*** Opening Exercise text ***
Monday, December 16, 2013
Its a Memorial Science and History Museum of The Galileo, Father of Modern Science.
Founded in 1927, the Museum is heir to a five century-long tradition of scientific collecting, which has its origins in the central importance assigned to scientists and scientific instruments by the Medici and Lorraine families. The Institute has been continuously involved in research into topics connected with the history of science and technology as well as the history of scientific instruments, collections and museums. In the last twenty years it has also published a biannual journal on the History of Science, Nuncius. Annali di Storia della Scienza.
Rev: "It is an incredible "history" of science. The maps are extremely alluring. There is one map in particular that will surely stun you. It is the map of the known world, back when it was flat and considered to be one piece of earth (not the continents as we now know). Interactivity and kid friendly (with video demonstrations along the way). I really enjoyed the astrolab collections."
Rev: "Took the train down from Venice, and this museum was the highlight. Small museum, compared with the Uffuzi next door. One can only take looking at paintings for so long, even my wife enjoyed this museum. A collection of antique bicycles in the lower level to Galileo's telescopes (and fingers) in the upper levels, brings one to understand the brilliant minds or the Renaissance. Unbelievably complex devices that one would have a hard time making, even today. The are some hands on devices to demonstrate various physics principles. We loved it."
*** Closing Exercise text ***
*** Opening Extracted records ***
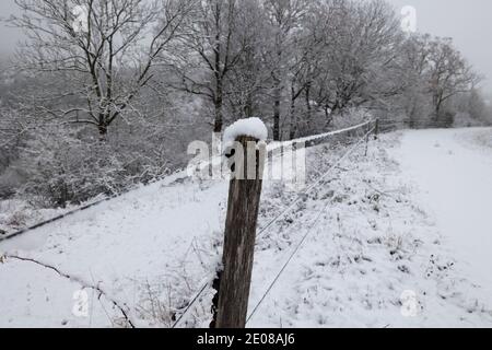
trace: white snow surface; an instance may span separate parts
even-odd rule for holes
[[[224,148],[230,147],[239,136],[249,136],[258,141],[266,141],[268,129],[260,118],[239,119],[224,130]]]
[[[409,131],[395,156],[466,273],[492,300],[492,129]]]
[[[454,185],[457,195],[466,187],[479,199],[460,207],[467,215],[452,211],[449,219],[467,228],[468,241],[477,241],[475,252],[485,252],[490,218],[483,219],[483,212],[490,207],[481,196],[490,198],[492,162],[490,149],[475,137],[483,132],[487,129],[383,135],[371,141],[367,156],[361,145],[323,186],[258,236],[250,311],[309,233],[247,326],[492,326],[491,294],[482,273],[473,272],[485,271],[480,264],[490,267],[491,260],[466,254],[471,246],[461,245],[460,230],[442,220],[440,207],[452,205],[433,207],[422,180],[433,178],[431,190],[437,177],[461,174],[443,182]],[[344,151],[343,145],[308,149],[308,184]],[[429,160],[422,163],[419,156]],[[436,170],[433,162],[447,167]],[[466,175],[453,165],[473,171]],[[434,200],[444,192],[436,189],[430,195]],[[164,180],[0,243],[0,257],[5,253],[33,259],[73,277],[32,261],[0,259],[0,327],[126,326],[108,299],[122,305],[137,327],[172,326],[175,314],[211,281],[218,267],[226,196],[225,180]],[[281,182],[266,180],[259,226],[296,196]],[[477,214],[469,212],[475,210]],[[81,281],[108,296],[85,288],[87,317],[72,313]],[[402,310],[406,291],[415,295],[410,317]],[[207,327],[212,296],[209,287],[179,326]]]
*** Closing Extracted records ***
*** Opening Extracted records ***
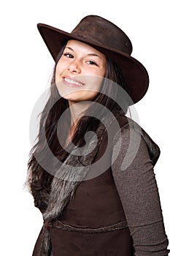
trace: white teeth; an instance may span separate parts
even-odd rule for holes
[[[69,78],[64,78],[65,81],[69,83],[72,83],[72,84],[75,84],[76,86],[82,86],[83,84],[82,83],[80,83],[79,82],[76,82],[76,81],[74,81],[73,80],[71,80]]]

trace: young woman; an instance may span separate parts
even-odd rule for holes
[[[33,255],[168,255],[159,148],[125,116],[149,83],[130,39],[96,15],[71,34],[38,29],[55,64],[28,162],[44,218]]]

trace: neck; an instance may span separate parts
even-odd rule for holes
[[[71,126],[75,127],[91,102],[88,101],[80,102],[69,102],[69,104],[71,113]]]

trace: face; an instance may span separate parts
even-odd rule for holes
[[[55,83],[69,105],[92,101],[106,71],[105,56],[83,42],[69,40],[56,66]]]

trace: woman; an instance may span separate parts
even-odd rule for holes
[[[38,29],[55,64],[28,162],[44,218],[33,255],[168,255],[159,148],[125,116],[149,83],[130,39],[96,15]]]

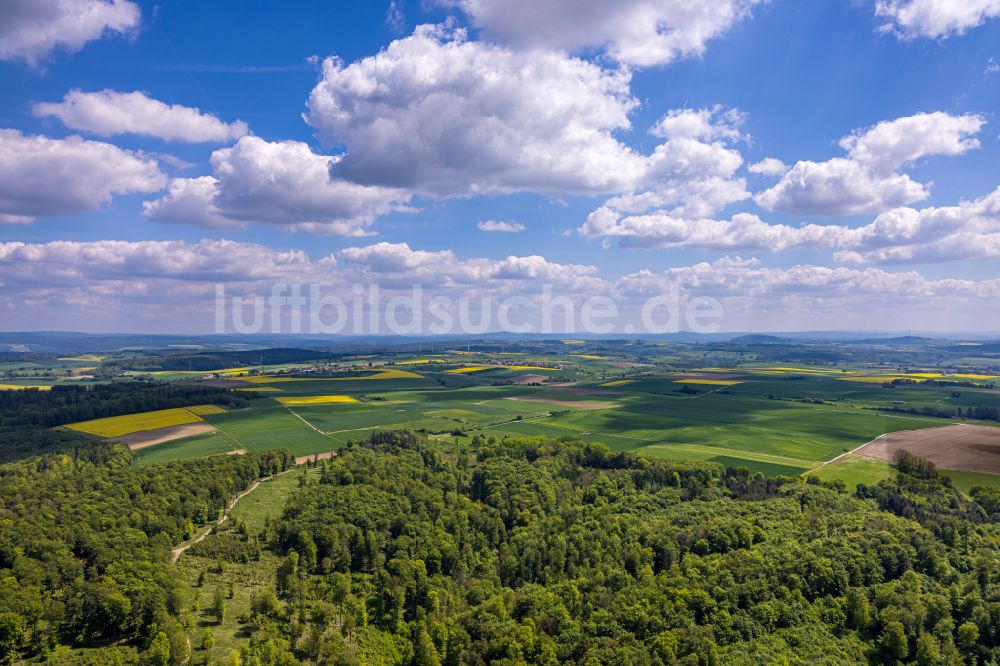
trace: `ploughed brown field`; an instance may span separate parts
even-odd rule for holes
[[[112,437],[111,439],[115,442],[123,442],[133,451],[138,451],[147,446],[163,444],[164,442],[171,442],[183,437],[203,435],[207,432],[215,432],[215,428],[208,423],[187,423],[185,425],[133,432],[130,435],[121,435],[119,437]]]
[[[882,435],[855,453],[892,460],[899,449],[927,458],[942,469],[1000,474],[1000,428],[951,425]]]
*** Closing Extracted records ***
*** Opening Extracted records ***
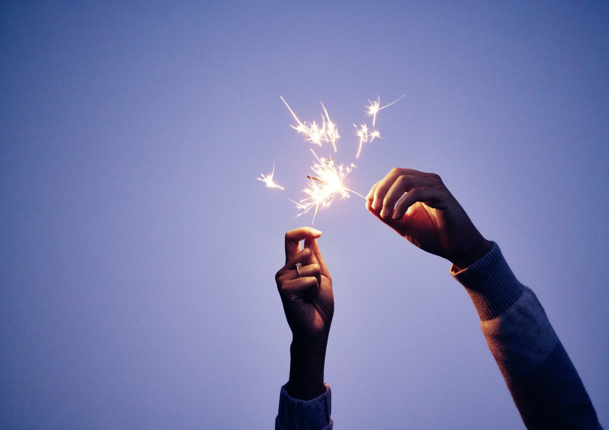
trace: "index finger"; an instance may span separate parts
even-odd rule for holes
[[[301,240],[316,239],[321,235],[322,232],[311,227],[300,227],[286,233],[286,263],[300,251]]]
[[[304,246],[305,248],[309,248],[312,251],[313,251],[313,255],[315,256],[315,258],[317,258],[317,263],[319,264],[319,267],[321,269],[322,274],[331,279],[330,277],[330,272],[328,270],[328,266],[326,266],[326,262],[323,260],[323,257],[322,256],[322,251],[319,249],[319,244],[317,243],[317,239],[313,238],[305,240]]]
*** Closing Extracted records ***
» **Problem statement**
Copy the entire Galileo museum text word for word. The rows come from a separate source, not from the Galileo museum text.

» **Response area**
Monday, December 16, 2013
Its a Memorial Science and History Museum of The Galileo, Father of Modern Science.
Founded in 1927, the Museum is heir to a five century-long tradition of scientific collecting, which has its origins in the central importance assigned to scientists and scientific instruments by the Medici and Lorraine families. The Institute has been continuously involved in research into topics connected with the history of science and technology as well as the history of scientific instruments, collections and museums. In the last twenty years it has also published a biannual journal on the History of Science, Nuncius. Annali di Storia della Scienza.
Rev: "It is an incredible "history" of science. The maps are extremely alluring. There is one map in particular that will surely stun you. It is the map of the known world, back when it was flat and considered to be one piece of earth (not the continents as we now know). Interactivity and kid friendly (with video demonstrations along the way). I really enjoyed the astrolab collections."
Rev: "Took the train down from Venice, and this museum was the highlight. Small museum, compared with the Uffuzi next door. One can only take looking at paintings for so long, even my wife enjoyed this museum. A collection of antique bicycles in the lower level to Galileo's telescopes (and fingers) in the upper levels, brings one to understand the brilliant minds or the Renaissance. Unbelievably complex devices that one would have a hard time making, even today. The are some hands on devices to demonstrate various physics principles. We loved it."